> _Exercise_:
Copy the lines of the records word for word, starting at the line containing "point: black bull" and ending at the line containing "point: white shirt", with both of those lines included.
### Data provided
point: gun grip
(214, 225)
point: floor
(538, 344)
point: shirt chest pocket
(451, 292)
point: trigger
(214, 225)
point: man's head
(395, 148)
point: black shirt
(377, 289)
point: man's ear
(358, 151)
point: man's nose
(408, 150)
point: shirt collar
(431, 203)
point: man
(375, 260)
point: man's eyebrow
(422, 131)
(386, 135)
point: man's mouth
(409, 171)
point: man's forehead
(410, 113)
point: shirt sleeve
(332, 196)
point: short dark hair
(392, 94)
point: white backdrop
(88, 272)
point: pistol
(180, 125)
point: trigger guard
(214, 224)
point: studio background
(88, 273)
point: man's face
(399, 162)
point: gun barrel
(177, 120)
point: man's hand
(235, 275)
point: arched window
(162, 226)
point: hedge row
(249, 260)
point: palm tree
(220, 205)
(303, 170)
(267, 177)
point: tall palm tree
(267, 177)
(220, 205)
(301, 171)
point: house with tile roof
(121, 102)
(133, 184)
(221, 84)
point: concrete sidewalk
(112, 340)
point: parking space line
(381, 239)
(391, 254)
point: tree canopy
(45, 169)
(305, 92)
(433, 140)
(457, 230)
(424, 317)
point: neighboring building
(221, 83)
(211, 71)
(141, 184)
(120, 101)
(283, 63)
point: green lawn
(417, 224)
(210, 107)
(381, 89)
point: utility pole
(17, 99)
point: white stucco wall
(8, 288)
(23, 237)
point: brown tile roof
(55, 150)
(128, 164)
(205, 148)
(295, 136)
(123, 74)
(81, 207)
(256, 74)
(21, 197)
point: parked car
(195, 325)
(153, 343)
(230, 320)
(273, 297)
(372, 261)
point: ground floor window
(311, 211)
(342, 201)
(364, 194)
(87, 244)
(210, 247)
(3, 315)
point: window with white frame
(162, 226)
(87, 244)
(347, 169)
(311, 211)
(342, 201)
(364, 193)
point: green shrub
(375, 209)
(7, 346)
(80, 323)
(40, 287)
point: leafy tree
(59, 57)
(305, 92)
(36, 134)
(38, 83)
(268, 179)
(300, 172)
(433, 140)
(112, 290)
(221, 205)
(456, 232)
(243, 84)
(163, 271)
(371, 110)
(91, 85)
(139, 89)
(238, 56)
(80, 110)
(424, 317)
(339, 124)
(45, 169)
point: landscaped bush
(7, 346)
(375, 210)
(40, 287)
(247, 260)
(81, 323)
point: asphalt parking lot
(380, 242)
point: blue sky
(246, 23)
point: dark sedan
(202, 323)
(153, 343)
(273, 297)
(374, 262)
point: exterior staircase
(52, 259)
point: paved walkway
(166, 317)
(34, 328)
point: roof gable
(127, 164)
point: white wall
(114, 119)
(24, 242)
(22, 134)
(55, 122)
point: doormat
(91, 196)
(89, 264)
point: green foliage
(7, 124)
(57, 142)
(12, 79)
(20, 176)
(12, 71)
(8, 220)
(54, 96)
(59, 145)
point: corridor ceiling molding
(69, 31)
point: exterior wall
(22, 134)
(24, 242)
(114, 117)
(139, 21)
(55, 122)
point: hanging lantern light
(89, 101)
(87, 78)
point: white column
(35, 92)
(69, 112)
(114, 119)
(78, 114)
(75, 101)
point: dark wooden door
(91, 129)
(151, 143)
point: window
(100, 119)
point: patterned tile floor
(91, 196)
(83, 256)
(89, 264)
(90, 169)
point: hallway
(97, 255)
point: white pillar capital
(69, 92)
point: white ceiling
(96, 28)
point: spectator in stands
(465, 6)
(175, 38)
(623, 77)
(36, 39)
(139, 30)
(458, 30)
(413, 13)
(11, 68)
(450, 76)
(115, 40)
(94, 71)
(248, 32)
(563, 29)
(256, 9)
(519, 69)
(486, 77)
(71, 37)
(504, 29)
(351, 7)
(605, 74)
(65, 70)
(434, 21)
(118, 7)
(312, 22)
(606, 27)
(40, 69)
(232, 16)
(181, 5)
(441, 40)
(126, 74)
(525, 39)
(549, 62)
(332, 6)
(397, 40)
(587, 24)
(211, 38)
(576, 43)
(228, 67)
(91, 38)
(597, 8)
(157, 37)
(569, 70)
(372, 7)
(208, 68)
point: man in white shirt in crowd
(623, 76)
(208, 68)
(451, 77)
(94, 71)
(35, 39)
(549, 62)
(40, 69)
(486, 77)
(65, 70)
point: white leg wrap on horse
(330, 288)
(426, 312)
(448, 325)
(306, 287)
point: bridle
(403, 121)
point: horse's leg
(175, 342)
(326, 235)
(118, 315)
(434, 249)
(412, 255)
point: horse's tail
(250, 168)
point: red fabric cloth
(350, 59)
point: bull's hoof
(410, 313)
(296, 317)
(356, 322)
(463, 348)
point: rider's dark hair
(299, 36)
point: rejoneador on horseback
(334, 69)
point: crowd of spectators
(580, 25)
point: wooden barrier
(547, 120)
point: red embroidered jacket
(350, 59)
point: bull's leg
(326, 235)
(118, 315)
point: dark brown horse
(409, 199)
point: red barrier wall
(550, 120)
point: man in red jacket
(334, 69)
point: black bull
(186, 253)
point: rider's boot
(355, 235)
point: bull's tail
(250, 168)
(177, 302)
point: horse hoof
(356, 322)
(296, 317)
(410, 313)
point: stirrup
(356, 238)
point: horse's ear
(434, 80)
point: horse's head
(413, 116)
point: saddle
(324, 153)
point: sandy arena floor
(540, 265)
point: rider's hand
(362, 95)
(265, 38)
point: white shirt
######
### Data provided
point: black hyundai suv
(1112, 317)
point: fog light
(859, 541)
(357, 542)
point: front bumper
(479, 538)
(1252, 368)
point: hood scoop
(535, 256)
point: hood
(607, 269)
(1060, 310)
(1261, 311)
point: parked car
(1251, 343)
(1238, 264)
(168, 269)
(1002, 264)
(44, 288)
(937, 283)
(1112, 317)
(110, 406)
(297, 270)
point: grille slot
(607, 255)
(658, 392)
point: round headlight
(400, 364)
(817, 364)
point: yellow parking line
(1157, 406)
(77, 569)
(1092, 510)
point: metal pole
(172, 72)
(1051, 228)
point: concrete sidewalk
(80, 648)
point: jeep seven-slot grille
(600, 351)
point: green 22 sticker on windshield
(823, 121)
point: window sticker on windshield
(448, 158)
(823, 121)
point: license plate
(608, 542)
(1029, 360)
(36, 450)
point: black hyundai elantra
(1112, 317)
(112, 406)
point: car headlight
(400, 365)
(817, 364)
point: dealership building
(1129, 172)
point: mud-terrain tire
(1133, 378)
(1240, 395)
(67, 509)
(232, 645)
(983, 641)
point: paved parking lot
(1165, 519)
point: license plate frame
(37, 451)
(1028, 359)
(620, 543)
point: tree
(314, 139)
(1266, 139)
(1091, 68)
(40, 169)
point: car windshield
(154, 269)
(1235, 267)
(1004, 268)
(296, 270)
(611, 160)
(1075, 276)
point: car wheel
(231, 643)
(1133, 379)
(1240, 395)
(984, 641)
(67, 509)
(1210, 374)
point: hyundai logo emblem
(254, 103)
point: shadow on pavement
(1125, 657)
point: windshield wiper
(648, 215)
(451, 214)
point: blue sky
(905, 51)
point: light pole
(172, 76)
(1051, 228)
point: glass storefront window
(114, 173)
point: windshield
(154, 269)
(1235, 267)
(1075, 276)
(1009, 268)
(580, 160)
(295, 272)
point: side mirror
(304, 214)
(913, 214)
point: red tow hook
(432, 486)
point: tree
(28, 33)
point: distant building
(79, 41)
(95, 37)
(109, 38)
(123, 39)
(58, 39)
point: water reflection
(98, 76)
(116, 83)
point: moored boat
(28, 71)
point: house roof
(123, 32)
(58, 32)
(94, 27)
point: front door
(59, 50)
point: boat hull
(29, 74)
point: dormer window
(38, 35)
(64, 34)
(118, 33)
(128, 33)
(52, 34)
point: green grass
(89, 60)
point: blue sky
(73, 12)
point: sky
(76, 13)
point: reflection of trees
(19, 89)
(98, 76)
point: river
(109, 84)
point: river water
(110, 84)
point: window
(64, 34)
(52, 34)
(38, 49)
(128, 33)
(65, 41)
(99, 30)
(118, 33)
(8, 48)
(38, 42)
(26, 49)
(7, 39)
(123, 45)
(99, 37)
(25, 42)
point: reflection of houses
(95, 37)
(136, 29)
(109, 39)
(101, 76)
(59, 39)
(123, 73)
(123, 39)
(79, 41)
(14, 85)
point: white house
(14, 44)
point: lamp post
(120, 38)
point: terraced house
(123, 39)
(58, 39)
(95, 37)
######
> _Solution to this exercise_:
point: black bull
(186, 253)
point: rider's boot
(355, 235)
point: bull's tail
(250, 168)
(177, 302)
point: horse hoof
(356, 322)
(296, 317)
(410, 313)
point: stirrup
(356, 238)
point: horse's ear
(434, 80)
point: horse's head
(413, 116)
point: saddle
(324, 153)
point: sandy arena floor
(540, 265)
point: rider's hand
(362, 95)
(265, 38)
point: white shirt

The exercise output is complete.